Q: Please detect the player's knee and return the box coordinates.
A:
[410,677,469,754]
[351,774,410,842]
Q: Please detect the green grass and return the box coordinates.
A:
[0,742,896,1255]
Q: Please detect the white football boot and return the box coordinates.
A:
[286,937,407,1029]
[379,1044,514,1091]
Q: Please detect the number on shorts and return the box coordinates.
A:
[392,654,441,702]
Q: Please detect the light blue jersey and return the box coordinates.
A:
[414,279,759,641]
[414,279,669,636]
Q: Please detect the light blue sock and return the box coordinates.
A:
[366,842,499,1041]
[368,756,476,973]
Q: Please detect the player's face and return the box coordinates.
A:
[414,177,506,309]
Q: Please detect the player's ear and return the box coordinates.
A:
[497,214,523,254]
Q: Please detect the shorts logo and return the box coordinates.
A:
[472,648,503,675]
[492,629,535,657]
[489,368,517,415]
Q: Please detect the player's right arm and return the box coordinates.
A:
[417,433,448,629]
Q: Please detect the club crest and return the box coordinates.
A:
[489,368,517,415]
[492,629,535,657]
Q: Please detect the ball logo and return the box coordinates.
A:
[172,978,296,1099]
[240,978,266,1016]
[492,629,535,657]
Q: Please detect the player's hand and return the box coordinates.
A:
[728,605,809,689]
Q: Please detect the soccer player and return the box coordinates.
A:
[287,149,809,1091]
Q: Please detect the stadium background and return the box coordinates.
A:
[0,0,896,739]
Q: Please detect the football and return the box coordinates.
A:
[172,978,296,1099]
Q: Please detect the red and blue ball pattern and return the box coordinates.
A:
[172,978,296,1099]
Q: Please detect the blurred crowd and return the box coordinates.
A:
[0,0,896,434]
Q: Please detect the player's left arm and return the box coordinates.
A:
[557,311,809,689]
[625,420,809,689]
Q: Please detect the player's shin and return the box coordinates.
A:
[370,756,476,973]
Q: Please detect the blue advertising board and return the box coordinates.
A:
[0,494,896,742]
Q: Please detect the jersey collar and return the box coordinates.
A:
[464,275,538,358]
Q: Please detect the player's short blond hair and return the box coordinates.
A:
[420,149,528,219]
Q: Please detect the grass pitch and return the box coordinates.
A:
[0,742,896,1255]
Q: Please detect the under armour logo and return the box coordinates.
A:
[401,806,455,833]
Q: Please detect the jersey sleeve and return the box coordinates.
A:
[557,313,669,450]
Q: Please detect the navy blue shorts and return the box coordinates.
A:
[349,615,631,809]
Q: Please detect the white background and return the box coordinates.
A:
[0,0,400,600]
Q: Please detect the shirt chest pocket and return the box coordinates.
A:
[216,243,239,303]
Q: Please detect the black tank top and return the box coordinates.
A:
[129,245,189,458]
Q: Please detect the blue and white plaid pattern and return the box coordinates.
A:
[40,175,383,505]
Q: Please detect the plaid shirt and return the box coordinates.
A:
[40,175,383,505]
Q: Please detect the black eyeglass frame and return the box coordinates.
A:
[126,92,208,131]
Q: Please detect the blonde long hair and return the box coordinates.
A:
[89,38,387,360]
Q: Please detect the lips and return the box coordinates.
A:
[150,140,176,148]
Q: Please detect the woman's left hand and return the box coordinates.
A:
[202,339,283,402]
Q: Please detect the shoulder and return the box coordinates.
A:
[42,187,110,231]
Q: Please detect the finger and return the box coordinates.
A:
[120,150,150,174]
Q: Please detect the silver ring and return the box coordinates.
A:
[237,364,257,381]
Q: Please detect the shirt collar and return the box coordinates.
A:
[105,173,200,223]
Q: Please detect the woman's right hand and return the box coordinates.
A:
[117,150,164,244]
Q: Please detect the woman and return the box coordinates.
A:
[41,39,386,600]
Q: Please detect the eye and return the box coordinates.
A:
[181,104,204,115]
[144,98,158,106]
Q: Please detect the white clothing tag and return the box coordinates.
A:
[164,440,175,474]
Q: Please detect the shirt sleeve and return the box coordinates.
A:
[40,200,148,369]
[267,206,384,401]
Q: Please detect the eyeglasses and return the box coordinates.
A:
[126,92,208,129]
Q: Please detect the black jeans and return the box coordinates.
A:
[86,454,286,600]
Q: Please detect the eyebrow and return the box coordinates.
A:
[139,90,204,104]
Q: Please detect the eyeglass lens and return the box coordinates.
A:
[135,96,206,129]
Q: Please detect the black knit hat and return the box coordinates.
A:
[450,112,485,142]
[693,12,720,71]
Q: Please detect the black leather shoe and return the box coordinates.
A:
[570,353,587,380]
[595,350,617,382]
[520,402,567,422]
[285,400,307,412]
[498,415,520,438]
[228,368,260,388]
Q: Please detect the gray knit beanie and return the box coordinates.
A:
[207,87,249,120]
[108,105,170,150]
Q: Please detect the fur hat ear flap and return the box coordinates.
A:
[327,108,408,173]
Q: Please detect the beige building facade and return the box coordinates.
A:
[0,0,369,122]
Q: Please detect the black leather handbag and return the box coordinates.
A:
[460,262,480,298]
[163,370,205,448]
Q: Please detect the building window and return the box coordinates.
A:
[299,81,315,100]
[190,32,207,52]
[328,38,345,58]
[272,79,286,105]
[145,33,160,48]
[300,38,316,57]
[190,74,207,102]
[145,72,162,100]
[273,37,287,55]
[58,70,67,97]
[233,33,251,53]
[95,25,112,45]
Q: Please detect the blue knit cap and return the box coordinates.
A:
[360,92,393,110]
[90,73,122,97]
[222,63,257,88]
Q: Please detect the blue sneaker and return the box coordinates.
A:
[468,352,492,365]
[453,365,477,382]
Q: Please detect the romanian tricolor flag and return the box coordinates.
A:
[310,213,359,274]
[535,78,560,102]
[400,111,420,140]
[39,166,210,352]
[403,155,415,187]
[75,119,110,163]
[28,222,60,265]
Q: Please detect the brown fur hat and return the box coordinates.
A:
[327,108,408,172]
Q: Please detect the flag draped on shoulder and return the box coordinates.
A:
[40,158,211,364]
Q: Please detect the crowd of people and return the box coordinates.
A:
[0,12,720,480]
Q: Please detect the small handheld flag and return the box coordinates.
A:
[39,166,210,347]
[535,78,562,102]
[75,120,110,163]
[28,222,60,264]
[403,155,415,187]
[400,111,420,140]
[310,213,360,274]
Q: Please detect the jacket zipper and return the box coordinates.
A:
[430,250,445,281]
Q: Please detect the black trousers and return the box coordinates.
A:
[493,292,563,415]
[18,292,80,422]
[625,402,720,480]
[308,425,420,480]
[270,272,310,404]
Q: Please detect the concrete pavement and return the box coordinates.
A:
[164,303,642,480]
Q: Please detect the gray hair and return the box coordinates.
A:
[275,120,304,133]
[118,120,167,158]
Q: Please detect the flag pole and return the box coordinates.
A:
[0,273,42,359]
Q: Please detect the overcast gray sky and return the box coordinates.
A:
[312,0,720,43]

▶ **INSTRUCTIONS FOR THE TASK**:
Reproduce all of the items above word for word, with every line and set of numbers unchanged.

▶ **COMPLETE ANSWER**:
Q: Please detect the player's knee and return the box coordinates.
A:
[410,677,469,754]
[351,774,410,842]
Q: Please detect the green grass and return the box coordinates.
A:
[0,742,896,1255]
Q: Please detect the white football boot and return the box coordinates.
A:
[286,937,407,1029]
[379,1044,514,1091]
Q: Please detect the number on shorts and return the box coordinates.
A:
[392,654,441,702]
Q: Please detect the light blue jersey and return the box coordinates.
A:
[414,279,759,641]
[414,279,669,636]
Q: Please detect the light blue sock and return the box coordinates.
A:
[366,842,499,1041]
[368,756,476,973]
Q: Please detect the player's face and return the box coordinates.
A:
[414,177,506,309]
Q: Please detect the player's ear and return the box coordinates.
A:
[497,214,523,254]
Q: Please detect the shorts logo and return the box coordinates.
A:
[472,648,503,675]
[492,629,535,657]
[489,368,517,415]
Q: Please detect the player's right arm and return the box coordinates.
A:
[417,433,448,629]
Q: Please detect the club crest and return the box coordinates.
A:
[489,368,517,415]
[492,629,535,657]
Q: Please detect the ball logo and return the box coordinates.
A:
[172,978,296,1099]
[240,978,266,1016]
[492,629,535,657]
Q: Please detect the player's hand and return the box coordinates.
A:
[728,605,809,689]
Q: Please detect the soccer player and return the box coordinates.
A:
[287,149,809,1091]
Q: Please detect the stadium background and return the box coordinates.
A:
[0,0,896,739]
Q: Please detect the football and return the box coordinates.
A:
[172,978,296,1099]
Q: Please detect the red and blue ball pattern and return the box coordinates.
A:
[172,978,296,1099]
Q: Please detect the blurred crowd and return the box coordinates.
A:
[0,0,896,434]
Q: Please detect the player's left arm and return the box coordinates.
A:
[557,311,809,689]
[625,420,809,689]
Q: Please detect the player's shin and return the box coordinates.
A:
[370,756,476,973]
Q: Please detect the blue advertising board and return the box coordinates.
A:
[0,494,896,742]
Q: Please detect the jersey collar and return the box coordinates.
A:
[464,275,538,358]
Q: Please detect the player's short blond hair and return the box coordinates.
A:
[420,149,528,219]
Q: Please detect the grass pitch and return the box coordinates.
A:
[0,742,896,1255]
Q: Please detect the under armour logo and return the box coordinates.
A:
[401,806,455,833]
Q: Please detect the jersey sleeve and return the box coordinates.
A:
[557,313,669,450]
Q: Please detect the navy blue shorts and return the box coordinates.
A:
[349,615,631,809]
Q: Please detect the white background and return the box coordinates.
A:
[0,0,400,600]
Q: Please detect the shirt chest pocket and return the box coordinates.
A:
[216,243,239,303]
Q: Please detect the black tank top and return the box coordinates.
A:
[129,245,189,458]
Q: Please detect the blue and white plaid pattern and return the box coordinates.
A:
[40,175,383,505]
Q: Please detect the plaid shirt and return the box coordinates.
A:
[40,175,383,505]
Q: Please detect the black eyeglass frame and return the box coordinates.
A:
[126,92,208,131]
Q: Please detect the blonde long hair and return the box coordinates.
A:
[89,38,387,360]
Q: Please detect the lips and return the box coordinates.
A:
[150,140,176,148]
Q: Please detect the woman's left hand and return the box coordinates.
A:
[202,339,283,402]
Q: Please detect the shoulder and return the box coordinates.
A:
[42,187,110,231]
Q: Please detect the finger and return the box coordinates.
A:
[120,150,150,174]
Q: Please detect the silver ring and return the box coordinates.
A:
[237,364,257,381]
Q: Please detect the shirt collar and return the box coordinates.
A:
[105,173,200,223]
Q: Please detect the woman's right hand and return the box coordinates.
A:
[117,150,164,244]
Q: Please detect the woman and return the box coordinates.
A:
[41,39,386,600]
Q: Please detect the eye and return the box coordinates.
A:
[181,104,204,115]
[144,98,158,106]
Q: Please detect the white clothing tag and return the box coordinates.
A:
[164,440,175,474]
Q: Please detect the shirt sleeve and return the box coordinates.
A:
[40,200,148,369]
[267,206,384,401]
Q: Please detect the eyeglasses and return the box coordinates.
A:
[126,92,208,129]
Q: Please detect the black jeans and return the box coordinates.
A:
[86,454,286,600]
Q: Please detect the eyebrow and return the box coordinates.
A:
[139,90,204,104]
Q: Please detect the eyeglass lens and return the box coordinates.
A:
[135,96,206,129]
Q: Please detect the black knit hat and return the box coordinates.
A:
[450,112,485,142]
[693,12,720,71]
Q: Please detect the black leather shoe and return the box coordinates.
A:
[570,353,587,380]
[595,350,617,382]
[520,402,567,422]
[285,400,307,412]
[498,415,520,438]
[228,368,260,388]
Q: Please detect the gray knit beanie and return the box coordinates.
A:
[207,87,249,120]
[108,105,170,150]
Q: Please detect the fur hat ear flap and return the box coordinates.
A:
[327,108,408,173]
Q: Please detect the beige building facade and return the box coordinates.
A:
[0,0,369,122]
Q: Please detect the black leather handbag and return the box coordinates.
A:
[460,262,480,298]
[163,370,205,448]
Q: Please detect the building window and return the box coordinates.
A:
[299,81,315,100]
[190,32,207,52]
[328,38,345,58]
[272,79,286,105]
[145,33,160,48]
[300,38,316,57]
[190,74,207,102]
[145,72,162,100]
[273,37,287,55]
[58,70,67,97]
[233,33,251,53]
[95,25,112,45]
Q: Please detect the blue knit cap and return the box coordinates.
A:
[360,92,393,110]
[90,73,122,97]
[222,63,257,88]
Q: Please detect the blue sneaker and return the box coordinates.
A:
[468,352,492,365]
[453,365,477,382]
Q: Please detect the romanian tricolor flag and return the box coordinates.
A:
[310,213,359,274]
[535,78,560,102]
[400,111,420,140]
[39,166,210,352]
[403,155,415,187]
[75,119,110,163]
[28,222,60,265]
Q: Please detect the brown fur hat and return the box coordinates.
A:
[327,108,408,172]
Q: Please detect the flag draped on shoulder and return the box coordinates.
A:
[40,158,211,364]
Q: Please detect the crowd of people and return the box coordinates.
A:
[0,12,720,480]
Q: Please detect the small handheld flag and return the box coordinates.
A:
[39,166,210,347]
[535,78,562,102]
[75,120,110,163]
[28,222,60,264]
[403,155,415,187]
[400,111,420,140]
[310,213,360,274]
Q: Please detect the jacket zipper and return the box coordinates.
A:
[430,250,445,281]
Q: Please detect the black trousers and return the box coordinates.
A:
[493,292,563,415]
[18,292,80,422]
[625,402,720,480]
[308,425,420,480]
[270,272,310,404]
Q: Please detect the concrete pavement and return the box coordinates.
A:
[164,303,642,480]
Q: Please detect the gray hair and return the box coordinates.
A:
[275,120,304,133]
[118,120,167,158]
Q: Please detect the flag pole and return the box coordinates.
A:
[0,273,42,359]
Q: Please detect the overcast gray sky and return the box coordinates.
A:
[312,0,720,43]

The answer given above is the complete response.